━━━━━ Document passage

College was another source of craziness that I mined in the newer works that are in the Platform show, like the Fiendship Painting. For me, that work was my way of telling a short story, as opposed to Everyone I’ve Ever Met (From Memory), which is more my novel. It’s a monumental activity—to create a self-portrait through everyone that I’ve encountered who stuck with me.

JM: Would you do that as an ongoing work—if somebody buys it, just mail them another addition to it every year?

WP: Maybe alternate years—or wait five years and tackle it again. It was exhausting, mentally and emotionally, to go back thru all these places, avenues and alleys of association, things I’d forgotten.

It’s a blueprint for another series of works that takes that very personal narrative and shifts it into a pop culture narrative, by casting everyone in that drawing as an actor or a character that captures something about the person.

JM: “Who would play you in the movie of your life?”

WP: Even a fictional character can shape your world view.

I’m also thinking about a fictional version of Everyone, but with all the characters I’ve read about and movies that I’ve seen: trying to create indexes of all those characters, like starship captains or something absurd like that. A series of drawings that organize my life, as much for myself as it is for the viewer.

JM: it doesn’t seem like there’s any way ever to end that project. In fact, you have to pick something arbitrary, like starship captains, in order to make progress on it at all.

WP: And the associations, what pops up with those ideas, trying to draw it –that’s where my love comes into it, to be able to draw it and be imaginative and not worry about trying to create something from life. Just let it grow out of my cultural experience.

━━━━━━━━━━

Actions to take.
A) In the interview excerpt, which work does the artist compare to a novel?
B) Reproduce the portion of the interview excerpt between "It’s a blueprint" and "your world view.", inclusive.
The listing that comes next plays no part in this.

━━━━━ Given entries

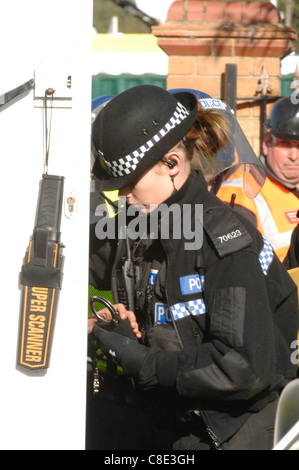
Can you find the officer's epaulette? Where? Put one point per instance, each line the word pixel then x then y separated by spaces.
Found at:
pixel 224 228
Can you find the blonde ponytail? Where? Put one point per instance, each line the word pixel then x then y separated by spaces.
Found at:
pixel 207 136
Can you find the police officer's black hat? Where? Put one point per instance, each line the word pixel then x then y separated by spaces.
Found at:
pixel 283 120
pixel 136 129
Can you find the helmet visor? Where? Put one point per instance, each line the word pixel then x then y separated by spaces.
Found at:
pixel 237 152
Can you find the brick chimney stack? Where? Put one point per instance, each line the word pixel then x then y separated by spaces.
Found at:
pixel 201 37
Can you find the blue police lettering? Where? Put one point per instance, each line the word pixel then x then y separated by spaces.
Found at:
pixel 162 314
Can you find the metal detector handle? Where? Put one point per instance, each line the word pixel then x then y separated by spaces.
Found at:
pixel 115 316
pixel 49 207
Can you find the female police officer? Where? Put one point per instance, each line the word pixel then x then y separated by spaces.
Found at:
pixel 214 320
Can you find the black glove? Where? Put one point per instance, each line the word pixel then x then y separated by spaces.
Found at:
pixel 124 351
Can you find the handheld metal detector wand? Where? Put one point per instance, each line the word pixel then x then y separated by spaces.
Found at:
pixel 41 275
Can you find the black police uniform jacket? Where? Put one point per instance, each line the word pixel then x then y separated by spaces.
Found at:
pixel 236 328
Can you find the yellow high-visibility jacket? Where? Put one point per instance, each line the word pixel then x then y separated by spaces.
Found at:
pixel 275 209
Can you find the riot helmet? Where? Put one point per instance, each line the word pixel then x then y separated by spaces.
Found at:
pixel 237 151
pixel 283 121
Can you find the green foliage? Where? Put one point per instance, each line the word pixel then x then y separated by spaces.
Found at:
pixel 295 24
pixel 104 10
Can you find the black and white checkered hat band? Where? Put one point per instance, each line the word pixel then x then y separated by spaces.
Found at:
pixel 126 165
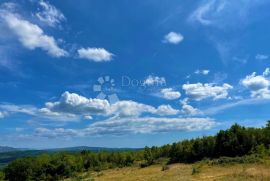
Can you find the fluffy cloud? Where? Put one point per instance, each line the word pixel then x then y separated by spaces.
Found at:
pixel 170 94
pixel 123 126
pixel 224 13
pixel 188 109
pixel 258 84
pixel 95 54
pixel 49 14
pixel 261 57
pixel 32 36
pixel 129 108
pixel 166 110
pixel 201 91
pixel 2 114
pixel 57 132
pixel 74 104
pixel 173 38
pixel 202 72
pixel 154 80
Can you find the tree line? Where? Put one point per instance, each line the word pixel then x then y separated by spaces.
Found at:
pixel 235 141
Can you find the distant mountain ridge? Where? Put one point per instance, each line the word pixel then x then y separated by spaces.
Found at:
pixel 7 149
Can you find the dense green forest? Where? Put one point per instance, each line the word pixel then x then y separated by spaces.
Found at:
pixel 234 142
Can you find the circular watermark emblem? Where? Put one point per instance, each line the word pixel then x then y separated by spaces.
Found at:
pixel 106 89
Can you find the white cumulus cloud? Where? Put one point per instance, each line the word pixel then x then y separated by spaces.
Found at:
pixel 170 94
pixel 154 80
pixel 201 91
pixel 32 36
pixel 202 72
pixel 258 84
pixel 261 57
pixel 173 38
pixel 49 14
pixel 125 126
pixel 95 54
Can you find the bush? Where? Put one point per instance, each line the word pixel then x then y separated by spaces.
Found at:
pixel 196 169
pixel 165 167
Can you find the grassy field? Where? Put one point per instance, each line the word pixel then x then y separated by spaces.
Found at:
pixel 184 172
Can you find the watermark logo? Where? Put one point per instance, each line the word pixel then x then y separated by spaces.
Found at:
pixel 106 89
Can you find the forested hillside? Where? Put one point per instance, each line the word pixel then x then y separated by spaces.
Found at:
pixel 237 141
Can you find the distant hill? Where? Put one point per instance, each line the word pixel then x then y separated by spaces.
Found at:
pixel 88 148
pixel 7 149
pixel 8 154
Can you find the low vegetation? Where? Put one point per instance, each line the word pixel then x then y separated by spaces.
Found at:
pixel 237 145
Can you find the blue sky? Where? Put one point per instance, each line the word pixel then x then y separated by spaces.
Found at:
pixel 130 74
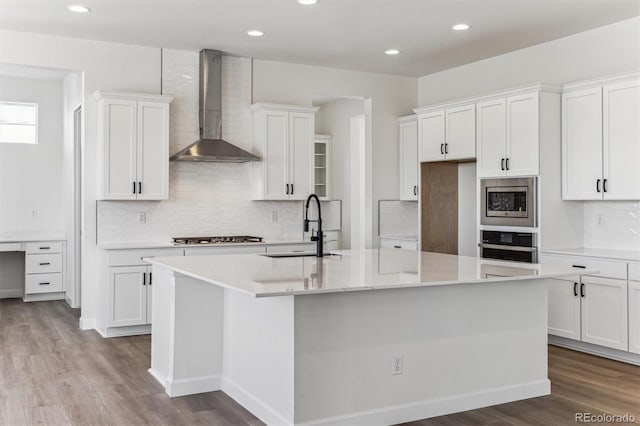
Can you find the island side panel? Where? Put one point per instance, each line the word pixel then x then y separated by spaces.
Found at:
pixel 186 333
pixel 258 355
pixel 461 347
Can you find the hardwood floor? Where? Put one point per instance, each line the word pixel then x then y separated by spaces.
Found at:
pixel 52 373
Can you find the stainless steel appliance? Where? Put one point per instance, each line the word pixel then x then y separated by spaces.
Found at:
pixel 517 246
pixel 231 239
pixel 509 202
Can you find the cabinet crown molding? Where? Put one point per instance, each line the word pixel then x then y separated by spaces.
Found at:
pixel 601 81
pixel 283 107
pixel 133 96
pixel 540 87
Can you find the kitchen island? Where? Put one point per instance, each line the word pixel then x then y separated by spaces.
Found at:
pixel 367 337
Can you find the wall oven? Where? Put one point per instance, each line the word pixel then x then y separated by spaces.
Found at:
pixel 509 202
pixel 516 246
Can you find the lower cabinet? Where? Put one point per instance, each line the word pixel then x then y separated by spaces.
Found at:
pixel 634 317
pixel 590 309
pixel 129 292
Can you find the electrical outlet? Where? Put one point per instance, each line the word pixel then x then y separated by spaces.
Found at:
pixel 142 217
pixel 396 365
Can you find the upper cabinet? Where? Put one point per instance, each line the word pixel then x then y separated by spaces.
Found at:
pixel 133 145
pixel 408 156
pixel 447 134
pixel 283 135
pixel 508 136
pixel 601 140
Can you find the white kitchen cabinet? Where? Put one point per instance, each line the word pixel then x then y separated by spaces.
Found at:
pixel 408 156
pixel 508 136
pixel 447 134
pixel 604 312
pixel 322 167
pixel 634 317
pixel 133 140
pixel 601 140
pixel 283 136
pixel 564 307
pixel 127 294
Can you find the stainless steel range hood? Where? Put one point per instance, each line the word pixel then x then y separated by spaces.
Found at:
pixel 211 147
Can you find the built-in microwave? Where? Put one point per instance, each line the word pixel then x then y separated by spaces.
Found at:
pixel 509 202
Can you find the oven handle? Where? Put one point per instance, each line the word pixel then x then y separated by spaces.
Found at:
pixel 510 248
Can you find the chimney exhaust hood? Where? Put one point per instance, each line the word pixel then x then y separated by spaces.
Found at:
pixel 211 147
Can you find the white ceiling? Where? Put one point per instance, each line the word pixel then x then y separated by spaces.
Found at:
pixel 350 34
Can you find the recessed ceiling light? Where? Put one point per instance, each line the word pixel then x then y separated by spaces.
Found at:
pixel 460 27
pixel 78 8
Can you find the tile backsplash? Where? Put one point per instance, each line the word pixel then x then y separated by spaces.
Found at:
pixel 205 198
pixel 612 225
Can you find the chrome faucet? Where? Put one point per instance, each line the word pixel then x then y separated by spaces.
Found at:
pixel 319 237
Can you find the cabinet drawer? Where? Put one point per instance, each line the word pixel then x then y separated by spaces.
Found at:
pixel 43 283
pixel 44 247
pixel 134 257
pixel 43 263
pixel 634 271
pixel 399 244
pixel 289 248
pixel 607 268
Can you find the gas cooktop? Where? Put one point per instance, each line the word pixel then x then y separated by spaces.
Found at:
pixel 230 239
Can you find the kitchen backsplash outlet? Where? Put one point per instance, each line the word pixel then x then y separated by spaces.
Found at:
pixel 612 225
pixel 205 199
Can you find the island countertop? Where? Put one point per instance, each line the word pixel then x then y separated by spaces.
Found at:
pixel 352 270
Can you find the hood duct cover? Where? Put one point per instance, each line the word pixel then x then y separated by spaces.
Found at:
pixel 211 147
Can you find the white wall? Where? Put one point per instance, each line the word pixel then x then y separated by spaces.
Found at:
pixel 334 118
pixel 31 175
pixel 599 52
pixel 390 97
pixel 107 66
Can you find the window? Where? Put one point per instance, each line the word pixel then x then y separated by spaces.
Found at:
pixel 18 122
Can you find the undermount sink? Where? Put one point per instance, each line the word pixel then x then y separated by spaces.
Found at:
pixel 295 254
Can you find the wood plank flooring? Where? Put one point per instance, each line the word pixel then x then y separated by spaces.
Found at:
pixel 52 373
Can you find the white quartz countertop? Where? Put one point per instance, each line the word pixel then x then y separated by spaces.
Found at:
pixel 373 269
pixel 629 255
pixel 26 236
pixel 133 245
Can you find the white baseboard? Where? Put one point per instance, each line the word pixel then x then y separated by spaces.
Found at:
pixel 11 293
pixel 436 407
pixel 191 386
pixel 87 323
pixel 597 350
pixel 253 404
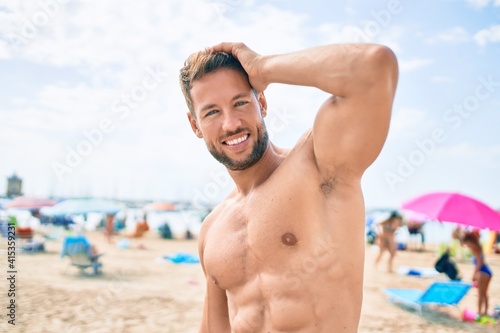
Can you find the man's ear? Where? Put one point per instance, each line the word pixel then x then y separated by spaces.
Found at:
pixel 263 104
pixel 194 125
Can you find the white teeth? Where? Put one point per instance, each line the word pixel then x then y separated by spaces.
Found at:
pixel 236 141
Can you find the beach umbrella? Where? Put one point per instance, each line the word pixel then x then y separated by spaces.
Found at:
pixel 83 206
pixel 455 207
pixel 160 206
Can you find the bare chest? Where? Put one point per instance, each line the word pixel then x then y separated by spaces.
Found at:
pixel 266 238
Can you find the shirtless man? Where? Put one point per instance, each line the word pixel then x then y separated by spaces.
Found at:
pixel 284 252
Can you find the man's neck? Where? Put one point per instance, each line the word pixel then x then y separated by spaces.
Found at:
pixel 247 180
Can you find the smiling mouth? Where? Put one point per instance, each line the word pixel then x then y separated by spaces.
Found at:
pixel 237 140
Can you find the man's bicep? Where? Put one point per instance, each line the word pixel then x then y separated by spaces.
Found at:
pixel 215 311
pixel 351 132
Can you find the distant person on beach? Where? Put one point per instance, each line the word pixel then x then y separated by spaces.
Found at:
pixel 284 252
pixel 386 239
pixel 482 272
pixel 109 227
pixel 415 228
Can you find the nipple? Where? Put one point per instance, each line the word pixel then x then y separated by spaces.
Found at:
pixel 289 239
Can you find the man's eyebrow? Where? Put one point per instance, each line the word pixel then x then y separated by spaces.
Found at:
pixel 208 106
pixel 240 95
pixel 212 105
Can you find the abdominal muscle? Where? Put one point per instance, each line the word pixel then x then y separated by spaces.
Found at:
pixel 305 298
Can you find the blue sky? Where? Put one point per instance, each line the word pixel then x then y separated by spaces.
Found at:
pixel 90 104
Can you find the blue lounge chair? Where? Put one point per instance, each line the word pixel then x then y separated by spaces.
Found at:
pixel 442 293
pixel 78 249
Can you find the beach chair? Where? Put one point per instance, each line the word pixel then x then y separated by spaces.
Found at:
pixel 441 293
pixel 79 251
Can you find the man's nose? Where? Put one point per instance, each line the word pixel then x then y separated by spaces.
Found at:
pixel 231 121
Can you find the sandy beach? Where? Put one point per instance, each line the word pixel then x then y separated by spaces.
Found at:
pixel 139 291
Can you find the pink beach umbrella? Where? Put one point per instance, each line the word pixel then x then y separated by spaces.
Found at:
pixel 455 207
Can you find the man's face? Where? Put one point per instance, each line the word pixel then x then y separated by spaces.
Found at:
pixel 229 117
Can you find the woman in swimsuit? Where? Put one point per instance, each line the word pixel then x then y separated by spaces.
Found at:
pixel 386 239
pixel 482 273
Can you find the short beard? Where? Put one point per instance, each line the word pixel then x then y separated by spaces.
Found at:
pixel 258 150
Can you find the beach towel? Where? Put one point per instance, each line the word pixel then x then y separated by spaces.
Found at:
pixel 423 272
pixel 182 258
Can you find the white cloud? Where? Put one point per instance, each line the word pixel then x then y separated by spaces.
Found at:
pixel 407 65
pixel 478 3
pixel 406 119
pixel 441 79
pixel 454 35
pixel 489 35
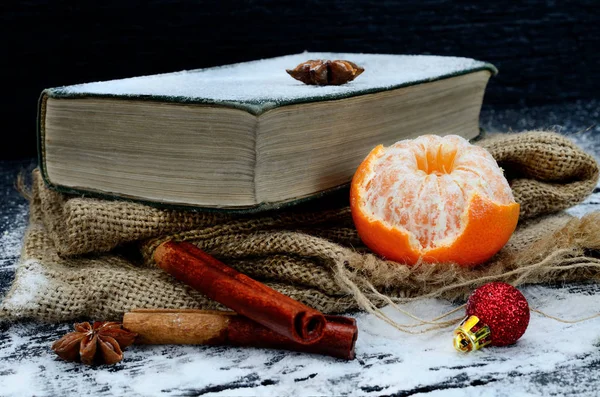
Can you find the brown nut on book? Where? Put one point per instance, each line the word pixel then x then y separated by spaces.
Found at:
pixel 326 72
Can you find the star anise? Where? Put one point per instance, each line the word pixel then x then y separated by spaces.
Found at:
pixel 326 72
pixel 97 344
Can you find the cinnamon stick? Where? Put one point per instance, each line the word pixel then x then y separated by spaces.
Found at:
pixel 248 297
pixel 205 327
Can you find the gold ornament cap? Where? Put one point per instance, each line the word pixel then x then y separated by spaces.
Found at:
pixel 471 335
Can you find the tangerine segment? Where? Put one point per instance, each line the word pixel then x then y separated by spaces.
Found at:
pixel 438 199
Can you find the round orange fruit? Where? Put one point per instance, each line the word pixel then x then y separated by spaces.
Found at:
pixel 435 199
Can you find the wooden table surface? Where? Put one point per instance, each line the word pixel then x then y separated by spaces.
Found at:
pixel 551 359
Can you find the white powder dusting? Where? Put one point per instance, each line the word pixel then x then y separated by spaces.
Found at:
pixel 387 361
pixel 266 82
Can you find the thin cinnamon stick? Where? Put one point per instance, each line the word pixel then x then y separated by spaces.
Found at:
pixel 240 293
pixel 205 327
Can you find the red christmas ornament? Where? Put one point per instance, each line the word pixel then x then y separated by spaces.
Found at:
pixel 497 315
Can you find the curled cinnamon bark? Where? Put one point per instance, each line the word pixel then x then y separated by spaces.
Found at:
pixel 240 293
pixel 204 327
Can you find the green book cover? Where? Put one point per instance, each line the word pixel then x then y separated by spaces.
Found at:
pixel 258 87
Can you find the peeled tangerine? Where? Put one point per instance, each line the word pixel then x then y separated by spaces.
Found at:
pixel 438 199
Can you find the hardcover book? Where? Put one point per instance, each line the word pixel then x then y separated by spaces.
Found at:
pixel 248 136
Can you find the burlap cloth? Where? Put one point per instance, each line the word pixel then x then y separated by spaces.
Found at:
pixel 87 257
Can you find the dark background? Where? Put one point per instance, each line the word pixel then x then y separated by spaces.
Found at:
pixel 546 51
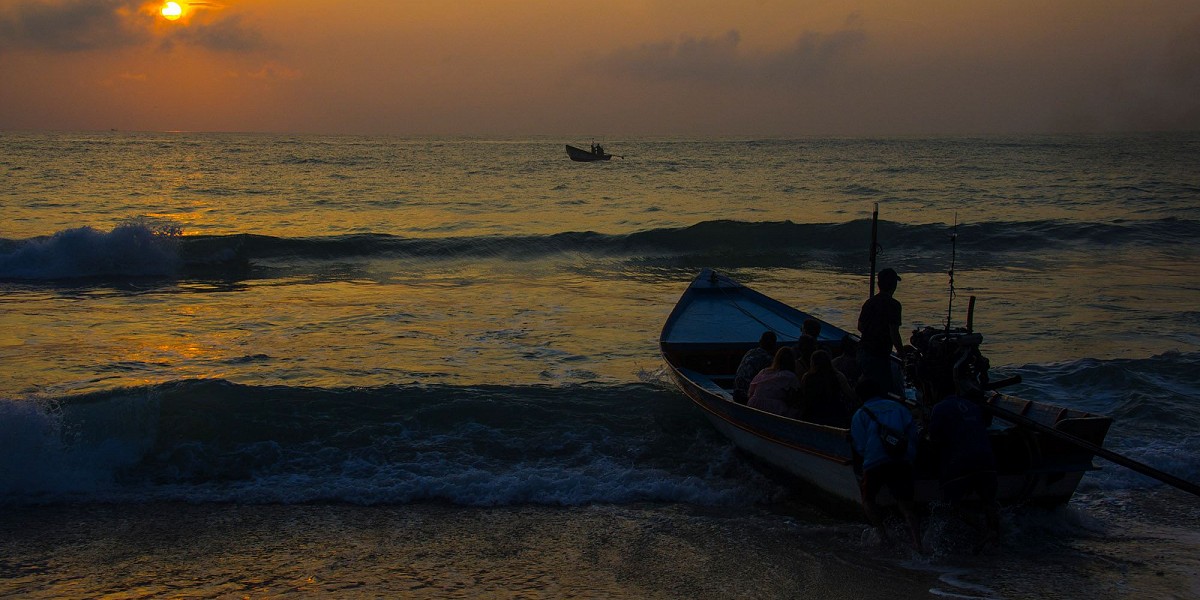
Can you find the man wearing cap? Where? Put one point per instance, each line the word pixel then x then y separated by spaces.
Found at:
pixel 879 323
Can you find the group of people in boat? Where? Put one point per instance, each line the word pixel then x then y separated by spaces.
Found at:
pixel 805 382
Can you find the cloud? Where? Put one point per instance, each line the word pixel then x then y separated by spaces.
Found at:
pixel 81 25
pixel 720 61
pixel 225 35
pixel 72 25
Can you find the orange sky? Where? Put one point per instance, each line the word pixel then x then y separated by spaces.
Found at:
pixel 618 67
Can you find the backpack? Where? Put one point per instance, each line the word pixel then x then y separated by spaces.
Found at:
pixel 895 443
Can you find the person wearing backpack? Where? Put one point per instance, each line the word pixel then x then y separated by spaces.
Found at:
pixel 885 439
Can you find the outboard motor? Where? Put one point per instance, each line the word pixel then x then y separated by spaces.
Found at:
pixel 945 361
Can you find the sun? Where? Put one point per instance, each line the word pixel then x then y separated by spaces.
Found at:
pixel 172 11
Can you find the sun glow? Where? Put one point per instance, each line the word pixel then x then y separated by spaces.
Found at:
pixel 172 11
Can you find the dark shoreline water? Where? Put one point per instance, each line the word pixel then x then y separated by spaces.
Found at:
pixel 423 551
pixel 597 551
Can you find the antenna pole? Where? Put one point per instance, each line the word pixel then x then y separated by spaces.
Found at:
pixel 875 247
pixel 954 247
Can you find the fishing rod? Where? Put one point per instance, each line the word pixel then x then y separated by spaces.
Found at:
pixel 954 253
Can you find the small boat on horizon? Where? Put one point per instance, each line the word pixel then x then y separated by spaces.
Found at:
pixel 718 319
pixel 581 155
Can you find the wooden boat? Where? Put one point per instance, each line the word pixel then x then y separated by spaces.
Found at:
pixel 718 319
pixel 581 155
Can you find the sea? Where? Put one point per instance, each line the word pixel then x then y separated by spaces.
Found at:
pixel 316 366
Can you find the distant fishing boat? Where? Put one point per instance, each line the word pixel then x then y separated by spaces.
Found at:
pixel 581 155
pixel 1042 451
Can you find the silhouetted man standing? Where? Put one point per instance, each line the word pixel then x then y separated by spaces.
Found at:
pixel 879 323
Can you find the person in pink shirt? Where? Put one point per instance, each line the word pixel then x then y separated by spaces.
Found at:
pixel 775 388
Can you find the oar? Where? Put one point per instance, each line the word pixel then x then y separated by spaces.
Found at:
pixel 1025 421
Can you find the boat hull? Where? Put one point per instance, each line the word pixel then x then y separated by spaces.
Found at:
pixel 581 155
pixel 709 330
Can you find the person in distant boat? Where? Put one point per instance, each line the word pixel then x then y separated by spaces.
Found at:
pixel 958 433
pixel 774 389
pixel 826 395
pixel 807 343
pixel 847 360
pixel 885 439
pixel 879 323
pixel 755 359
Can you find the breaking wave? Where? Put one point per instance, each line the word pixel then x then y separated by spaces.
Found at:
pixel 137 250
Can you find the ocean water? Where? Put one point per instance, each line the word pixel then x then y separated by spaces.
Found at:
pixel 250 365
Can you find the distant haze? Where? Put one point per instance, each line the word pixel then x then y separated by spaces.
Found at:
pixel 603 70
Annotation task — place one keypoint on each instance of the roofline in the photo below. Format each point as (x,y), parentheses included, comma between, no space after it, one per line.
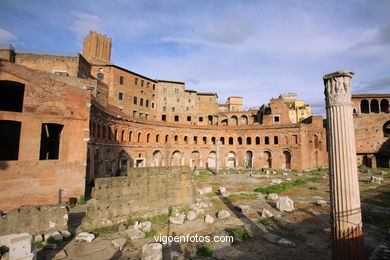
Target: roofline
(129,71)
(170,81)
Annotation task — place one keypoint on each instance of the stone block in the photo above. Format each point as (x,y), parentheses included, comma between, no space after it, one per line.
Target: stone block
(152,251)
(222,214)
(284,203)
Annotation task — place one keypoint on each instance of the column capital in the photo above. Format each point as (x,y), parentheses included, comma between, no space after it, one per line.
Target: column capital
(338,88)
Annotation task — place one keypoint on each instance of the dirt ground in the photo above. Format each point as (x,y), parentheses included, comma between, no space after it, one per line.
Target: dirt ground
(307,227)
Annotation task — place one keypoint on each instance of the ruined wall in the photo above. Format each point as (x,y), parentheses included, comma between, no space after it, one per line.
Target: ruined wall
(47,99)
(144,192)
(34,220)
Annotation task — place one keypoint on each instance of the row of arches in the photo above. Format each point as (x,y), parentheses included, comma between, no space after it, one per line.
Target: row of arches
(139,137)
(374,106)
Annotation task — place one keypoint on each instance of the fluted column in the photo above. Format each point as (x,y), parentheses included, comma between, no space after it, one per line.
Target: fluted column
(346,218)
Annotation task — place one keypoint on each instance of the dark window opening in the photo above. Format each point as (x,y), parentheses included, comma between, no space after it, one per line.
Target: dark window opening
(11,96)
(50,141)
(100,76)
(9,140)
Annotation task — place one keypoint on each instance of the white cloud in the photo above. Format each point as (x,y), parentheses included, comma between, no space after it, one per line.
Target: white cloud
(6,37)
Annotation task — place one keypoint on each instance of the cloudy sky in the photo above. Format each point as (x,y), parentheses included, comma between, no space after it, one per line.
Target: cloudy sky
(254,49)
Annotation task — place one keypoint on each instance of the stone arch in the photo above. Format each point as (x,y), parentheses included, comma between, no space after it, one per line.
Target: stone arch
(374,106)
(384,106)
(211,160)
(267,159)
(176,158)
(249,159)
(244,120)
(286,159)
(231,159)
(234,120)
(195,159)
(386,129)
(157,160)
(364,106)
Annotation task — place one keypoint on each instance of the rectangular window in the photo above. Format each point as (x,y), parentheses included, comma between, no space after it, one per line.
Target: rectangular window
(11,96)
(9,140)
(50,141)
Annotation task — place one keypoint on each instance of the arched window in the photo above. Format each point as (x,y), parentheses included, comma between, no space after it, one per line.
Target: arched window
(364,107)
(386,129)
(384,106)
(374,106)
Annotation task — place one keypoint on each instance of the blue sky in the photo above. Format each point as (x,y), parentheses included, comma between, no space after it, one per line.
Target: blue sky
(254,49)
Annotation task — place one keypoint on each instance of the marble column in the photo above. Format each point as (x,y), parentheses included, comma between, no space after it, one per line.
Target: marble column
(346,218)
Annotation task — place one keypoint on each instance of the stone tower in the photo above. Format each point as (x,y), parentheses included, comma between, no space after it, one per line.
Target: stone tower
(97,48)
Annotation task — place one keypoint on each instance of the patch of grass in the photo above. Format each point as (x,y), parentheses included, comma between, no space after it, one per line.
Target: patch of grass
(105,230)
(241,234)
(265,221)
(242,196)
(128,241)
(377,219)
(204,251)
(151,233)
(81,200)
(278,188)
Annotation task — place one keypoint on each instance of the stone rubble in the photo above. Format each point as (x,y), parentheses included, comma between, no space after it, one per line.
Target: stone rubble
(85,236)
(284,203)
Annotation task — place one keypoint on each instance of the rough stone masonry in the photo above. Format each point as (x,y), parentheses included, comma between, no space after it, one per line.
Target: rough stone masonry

━━━━━━━━━━

Answers given.
A) Everyone I’ve Ever Met (From Memory)

B)
It’s a blueprint for another series of works that takes that very personal narrative and shifts it into a pop culture narrative, by casting everyone in that drawing as an actor or a character that captures something about the person.

JM: “Who would play you in the movie of your life?”

WP: Even a fictional character can shape your world view.